_Travail à effectuer_:
a) Indiquez si chacune des affirmations suivantes concorde avec l'article sur le Grenelle contre les violences conjugales, en répondant par oui ou par non et en citant les mots décisifs de l'article : (i) deux lois ont été votées depuis la conclusion du Grenelle ; (ii) les 1.000 places créées comprennent 750 hébergements d'urgence ; (iii) les associations parviennent sans peine à identifier les lieux d'accueil.
b) Prolongez l'article sur le Grenelle contre les violences conjugales en reprenant après sa dernière phrase.

══ Document source ══

Violences conjugales : où en sont les mesures du Grenelle ?
La plupart des mesures ne sont pas encore appliquées. "Quand le temps court, les meurtres s'accumulent" s'alarme la Fondation des Femmes.
Neuf mois après la conclusion du Grenelle contre les violences conjugales, deux lois ont été votées, en décembre 2019 et en juillet dernier - mais la plupart des mesures ne sont pas encore appliquées.
1.000 places d'hébergement supplémentaire créées
Ces nouvelles places d'hébergement et de logement d'urgence, ouvertes aux femmes fuyant leur domicile en raison des violences, ont été créées en 2020, a assuré en mars l'ex-secrétaire d'État à l'Égalité femmes-hommes Marlène Schiappa.
Elles se décomposent en 250 hébergements d'urgence et 750 solutions de relogement temporaire pour les victimes, sous la coordination des préfets.
"Impossible de savoir où sont ces places", nuance la présidente de la Fondation des femmes, Anne-Cécile Mailfert, qui explique que les associations ont des difficultés à identifier les lieux d'accueil, malgré leurs demandes auprès du ministère en charge du Logement.

═══
══ Données disponibles ══

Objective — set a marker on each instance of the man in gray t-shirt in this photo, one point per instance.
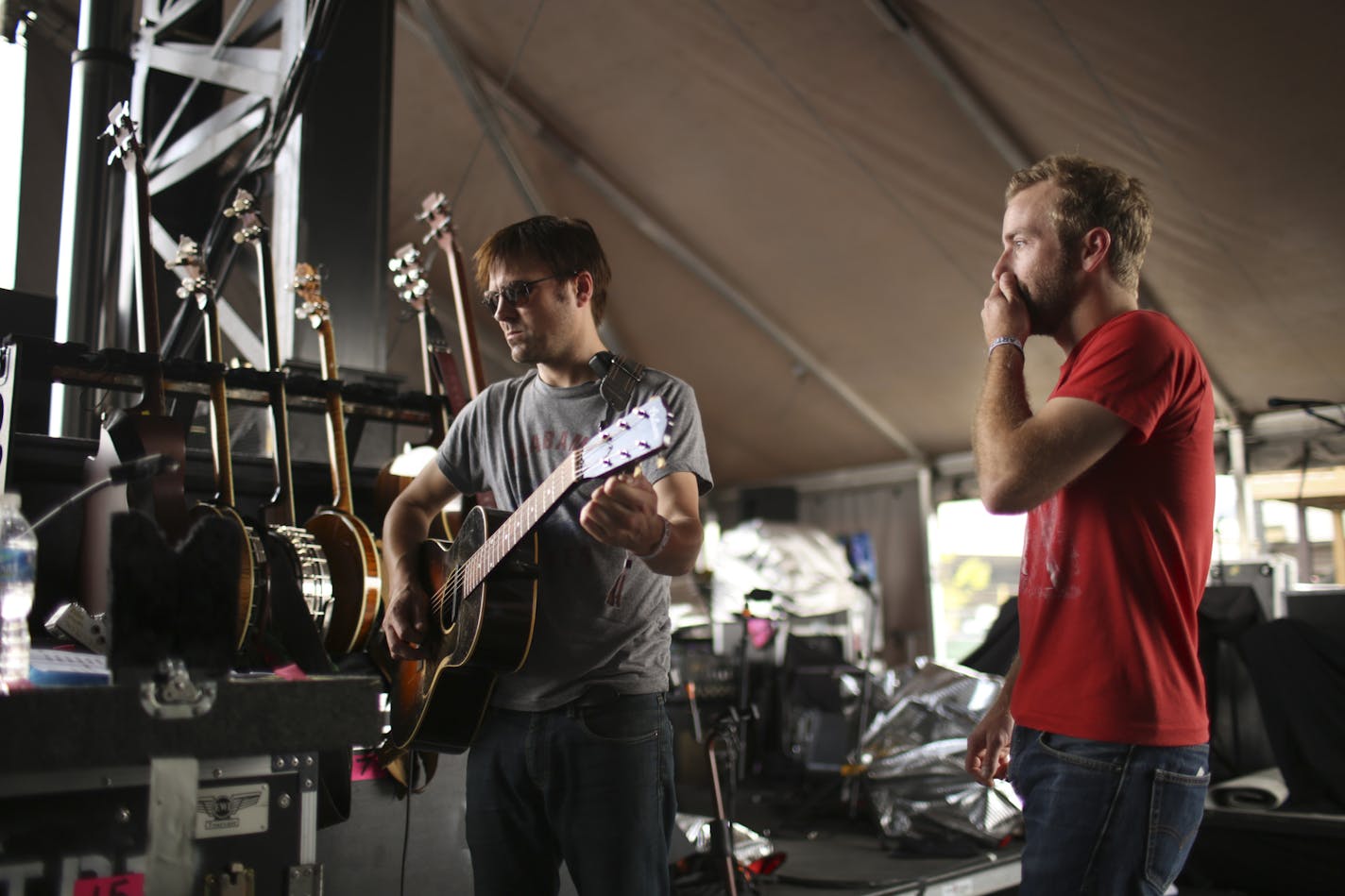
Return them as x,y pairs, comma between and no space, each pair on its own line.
573,759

═══

_Exercices corrigés_:
a)
(i) Oui : « deux lois ont été votées, en décembre 2019 et en juillet dernier ».
(ii) Non : « Elles se décomposent en 250 hébergements d'urgence et 750 solutions de relogement temporaire pour les victimes ».
(iii) Non : « les associations ont des difficultés à identifier les lieux d'accueil ».

b)
Les bracelets anti-rapprochement lancés à l'automne
C'est l'une des mesures phare promises pour lutter contre les féminicides: les 1.000 premiers bracelets anti-rapprochement pour les conjoints ou ex-conjoints violents seront déployés en septembre, a promis en juillet le garde des Sceaux Éric Dupond-Moretti.
Ces bracelets, qui existent dans plusieurs pays européens, notamment en Espagne où les féminicides ont baissé de manière significative, permettent de les géolocaliser et de les maintenir à distance par le déclenchement d'un signal.
"L'appel d'offre a mis énormément de temps, cela va faire un an qu'on attend alors qu'il s'agit d'une mesure d'urgence", regrette Anne-Cécile Mailfert de la Fondation des femmes, "et quand le temps court, les meurtres s'accumulent". Ce dispositif, qui vise à être généralisé courant 2021, avait été chiffré entre 5 et 6 millions d'euros lors de son annonce.
Le numéro d'urgence 3919 24h/24 reporté au printemps
Cette ligne d'urgence pour les femmes victimes de violences conjugales n'est aujourd'hui ouverte que de 9H00 à 19H00, du lundi au samedi. Alors qu'il devait être opérationnel 24H/24 "d'ici la fin de l'année", comme l'avait assuré Marlène Schiappa, l'extension de la plage horaire est désormais repoussée au printemps 2021.
Le marché public sera lancé à l'automne, au regret de la présidente de la Fondation des femmes: "C'est incompréhensible que ces mesures prennent autant de temps alors qu'il s'agit d'une question de vie ou de mort", déplore Anne-Cécile Mailfert.
Les ordonnances de protection en vigueur
Ce dispositif vise à protéger la victime de violences conjugales en lui accordant des mesures de protection judiciaire: il permet par exemple d'obtenir d'un juge l'interdiction au conjoint violent d'entrer en contact avec sa femme.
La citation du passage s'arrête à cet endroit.